The Church in the United States Today

Oct 09, 2023


The American Church in every denomination is losing membership and the percentage of people who identify as Christians has declined from a high of 73% in 1937 to 70% through 1997 to less than 50% today.[1] Membership in every denomination has declined precipitously. Now we can no longer call ourselves a Christian nation when less than half of our citizenry identifies as Christian.


I am sure that there are many reasons for the decline but two of them seem to me to be most important. First, The American church in general has tied their membership to this church, this denomination, so that the congregation’s loyalty will be linked to this church and its beliefs, but not directly to Jesus Christ through the Holy Spirit. I have no problem with people choosing to worship in different ways, even with different ways of believing in God and the Trinity: in no way were we human beings designed by God to make all the same choices. We are highly individualized. But what the church has ignored is what Paul wrote of the one church of Jesus Christ (1 Corinthians 10:17): “we who are many are one body; for we all partake of the one bread.” And yet our churches have competed with each other over beliefs: who has the right beliefs—”we do and you don’t!” Who worships in the right way—”we’re going to heaven and you’re not!” This competition has fostered a defensiveness within the church that has been unhealthy when we all worship Jesus Christ. How much more effective could we Christians have been in our country and its values, if we had identified with the One Church of Jesus Christ, instead of fighting with each other.

**Listed records**
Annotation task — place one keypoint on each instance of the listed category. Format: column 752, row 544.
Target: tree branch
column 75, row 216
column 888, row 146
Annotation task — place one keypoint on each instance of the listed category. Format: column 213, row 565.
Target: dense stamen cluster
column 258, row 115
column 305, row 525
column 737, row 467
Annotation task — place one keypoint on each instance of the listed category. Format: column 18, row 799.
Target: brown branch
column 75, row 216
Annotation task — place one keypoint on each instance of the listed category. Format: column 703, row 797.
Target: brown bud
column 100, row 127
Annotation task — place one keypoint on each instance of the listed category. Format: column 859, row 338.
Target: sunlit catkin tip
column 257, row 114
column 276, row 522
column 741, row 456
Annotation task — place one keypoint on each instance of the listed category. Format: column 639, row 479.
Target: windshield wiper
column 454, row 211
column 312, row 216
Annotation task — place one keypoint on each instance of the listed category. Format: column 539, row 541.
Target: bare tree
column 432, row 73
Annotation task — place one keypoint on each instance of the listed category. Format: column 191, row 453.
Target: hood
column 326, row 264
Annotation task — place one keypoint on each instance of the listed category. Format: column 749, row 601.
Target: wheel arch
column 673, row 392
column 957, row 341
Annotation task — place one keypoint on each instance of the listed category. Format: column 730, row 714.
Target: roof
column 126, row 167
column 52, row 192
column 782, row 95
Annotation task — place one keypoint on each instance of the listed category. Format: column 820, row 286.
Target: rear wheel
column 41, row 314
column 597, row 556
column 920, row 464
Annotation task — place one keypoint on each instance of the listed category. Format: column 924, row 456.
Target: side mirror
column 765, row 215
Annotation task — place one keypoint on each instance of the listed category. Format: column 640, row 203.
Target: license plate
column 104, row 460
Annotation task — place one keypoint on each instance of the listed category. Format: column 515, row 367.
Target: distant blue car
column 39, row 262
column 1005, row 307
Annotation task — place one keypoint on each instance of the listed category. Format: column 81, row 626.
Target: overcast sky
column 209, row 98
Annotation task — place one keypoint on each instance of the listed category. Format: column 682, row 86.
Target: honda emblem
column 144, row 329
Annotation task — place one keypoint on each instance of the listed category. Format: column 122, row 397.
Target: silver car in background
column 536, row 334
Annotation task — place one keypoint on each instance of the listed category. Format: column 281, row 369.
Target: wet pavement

**Task A**
Using the article on the Church in the United States, decide whether each statement below agrees with the text. Answer yes or no for each and quote the deciding words. (i) The article gives 73% as the share of people identifying as Christians in 1937. (ii) The author holds that the decline has a single cause. (iii) The article cites 1 Corinthians 10:17 as a passage written by Paul.
**Task B**
Transcribe the article on the Church in the United States from "The Church in" to "identifies as Christian.".
**Task C**
According to the article on the Church in the United States, what percentage of people identified as Christians through 1997?

**Task answer A**
(i) Yes: "declined from a high of 73% in 1937"
(ii) No: "I am sure that there are many reasons for the decline but two of them seem to me to be most important."
(iii) Yes: "what Paul wrote of the one church of Jesus Christ (1 Corinthians 10:17)"

**Task answer B**
The Church in the United States Today

Oct 09, 2023


The American Church in every denomination is losing membership and the percentage of people who identify as Christians has declined from a high of 73% in 1937 to 70% through 1997 to less than 50% today.[1] Membership in every denomination has declined precipitously. Now we can no longer call ourselves a Christian nation when less than half of our citizenry identifies as Christian.

**Task answer C**
70%